**Exercise instructions:**
**1)** Render the following sentence from the passage about Elmira residents into Spanish: "John Tonello, who is taken aback by this message, has no intention of moving."
**2)** Extend the passage about Elmira residents, picking up directly after its final sentence.

**Page extract:**
He was even more direct in a May blog post. "We can confer subsidies on places to improve their infrastructure, universities, and core institutions, or quality of life," he wrote. But "at the end of the day, people -- not industries or even places -- should be our biggest concern. We can best help those who are hardest-hit by the crisis, by providing a generous social safety [net], investing in their skills, and when necessary helping them become mobile and move to where the opportunities are."

In other words, Elmirans might have to move to Boulder after all. John Tonello, who is taken aback by this message, has no intention of moving. And despite his city's population losses, plenty of the remaining 30,000 residents aren't leaving, either. "People aren't just going to pack up and go to some sunnier spot," he says. "It's not practical for communities that are 200 years old to just fold up and go away. People are clamoring for ways to make their communities relevant, because they made choices to live there and want to see their community thrive. ... And I want to preserve that community as long as I can."

Rows drawn from a pointing dataset:
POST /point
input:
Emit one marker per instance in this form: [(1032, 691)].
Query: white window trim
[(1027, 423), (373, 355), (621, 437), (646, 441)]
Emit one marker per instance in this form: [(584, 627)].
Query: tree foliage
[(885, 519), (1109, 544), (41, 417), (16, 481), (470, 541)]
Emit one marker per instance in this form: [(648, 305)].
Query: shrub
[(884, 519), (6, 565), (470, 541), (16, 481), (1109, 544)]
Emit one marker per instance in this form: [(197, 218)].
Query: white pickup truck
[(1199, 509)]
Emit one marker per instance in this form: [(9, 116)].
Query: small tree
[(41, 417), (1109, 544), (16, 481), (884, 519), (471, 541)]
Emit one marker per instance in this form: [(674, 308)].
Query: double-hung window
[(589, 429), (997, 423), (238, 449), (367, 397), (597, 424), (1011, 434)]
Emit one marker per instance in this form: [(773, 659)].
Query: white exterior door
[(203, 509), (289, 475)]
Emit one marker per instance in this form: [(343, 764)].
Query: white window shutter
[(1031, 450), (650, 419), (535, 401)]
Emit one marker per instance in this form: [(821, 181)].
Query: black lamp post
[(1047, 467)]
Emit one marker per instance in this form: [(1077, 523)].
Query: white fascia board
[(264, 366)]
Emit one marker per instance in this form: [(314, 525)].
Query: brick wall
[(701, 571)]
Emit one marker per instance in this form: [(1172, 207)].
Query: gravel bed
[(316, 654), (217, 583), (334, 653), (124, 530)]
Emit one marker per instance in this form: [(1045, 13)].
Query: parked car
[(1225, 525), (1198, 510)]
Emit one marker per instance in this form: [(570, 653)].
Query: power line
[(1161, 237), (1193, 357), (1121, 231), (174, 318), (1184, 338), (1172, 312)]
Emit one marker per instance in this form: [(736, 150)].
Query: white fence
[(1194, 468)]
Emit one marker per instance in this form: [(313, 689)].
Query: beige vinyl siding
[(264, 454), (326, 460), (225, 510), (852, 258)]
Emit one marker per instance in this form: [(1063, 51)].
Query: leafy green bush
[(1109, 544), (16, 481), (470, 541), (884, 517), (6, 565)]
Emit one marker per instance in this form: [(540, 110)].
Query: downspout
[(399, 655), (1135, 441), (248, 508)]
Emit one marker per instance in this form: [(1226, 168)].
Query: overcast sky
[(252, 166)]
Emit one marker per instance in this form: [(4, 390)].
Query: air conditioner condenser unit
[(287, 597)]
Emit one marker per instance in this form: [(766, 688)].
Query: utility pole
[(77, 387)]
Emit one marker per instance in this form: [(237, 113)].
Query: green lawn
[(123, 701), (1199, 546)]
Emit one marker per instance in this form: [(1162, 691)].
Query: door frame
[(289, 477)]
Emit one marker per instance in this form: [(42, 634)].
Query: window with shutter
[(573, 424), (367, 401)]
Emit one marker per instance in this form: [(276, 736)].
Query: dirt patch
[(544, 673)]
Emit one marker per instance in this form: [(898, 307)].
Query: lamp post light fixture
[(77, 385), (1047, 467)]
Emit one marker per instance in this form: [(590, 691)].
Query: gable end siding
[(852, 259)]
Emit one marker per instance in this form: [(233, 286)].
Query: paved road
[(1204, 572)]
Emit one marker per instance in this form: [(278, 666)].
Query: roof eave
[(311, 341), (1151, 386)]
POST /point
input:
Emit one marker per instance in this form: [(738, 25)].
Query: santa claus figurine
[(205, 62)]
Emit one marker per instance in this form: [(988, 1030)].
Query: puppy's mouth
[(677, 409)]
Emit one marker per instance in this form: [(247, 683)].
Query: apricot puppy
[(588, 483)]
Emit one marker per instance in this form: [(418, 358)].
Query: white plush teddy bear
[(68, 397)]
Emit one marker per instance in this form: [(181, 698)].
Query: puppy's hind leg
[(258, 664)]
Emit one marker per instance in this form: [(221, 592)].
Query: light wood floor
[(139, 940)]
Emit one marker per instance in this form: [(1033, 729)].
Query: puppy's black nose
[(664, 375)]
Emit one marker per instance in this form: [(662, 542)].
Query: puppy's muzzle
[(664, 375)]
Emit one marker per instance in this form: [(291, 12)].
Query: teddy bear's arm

**The results:**
**1)** John Tonello, a quien este mensaje deja desconcertado, no tiene ninguna intención de mudarse.

**2)**
Florida, 52, now head of the Martin Prosperity Institute at the University of Toronto's Rotman School of Management, is a relentlessly genial fellow who tries to disarm skeptics by accepting their points in good cheer, as if to suggest there is really no difference of opinion at all. But in a telephone interview, he disputes that ill will could exist in cities that paid handsomely for his insights, only to find themselves declared beyond repair a few years later. "I've never tried to sugarcoat the message to any of them," he says. "I've given them the facts ... about what they were up against. I never tried to give them false hope. I encouraged them to work on their assets, but I tried to be honest and objective in helping them engage their problems. I hope they don't feel let down."

His former tour manager, Rodgers Frantz, is blunter in defending Florida. Frantz, who was replaced as manager by Florida's wife in 2007, recalls fondly how Florida, then a professor at Carnegie Mellon University in Pittsburgh, lit a fire with his call to move economic development beyond sports stadiums, tax incentives, and stodgy chamber luncheons. Many cities were so swept up that they asked for more, and Florida obliged by partnering with the consulting firm Catalytix, which charges up to $250,000 for its reports, though they differ little from city to city in their "focused impact areas," "success factors," and "tactics and action plan." He also founded another firm, now called Creative Class Leadership Program, that guides cities through year-long planning initiatives for which Florida himself does not necessarily appear in person.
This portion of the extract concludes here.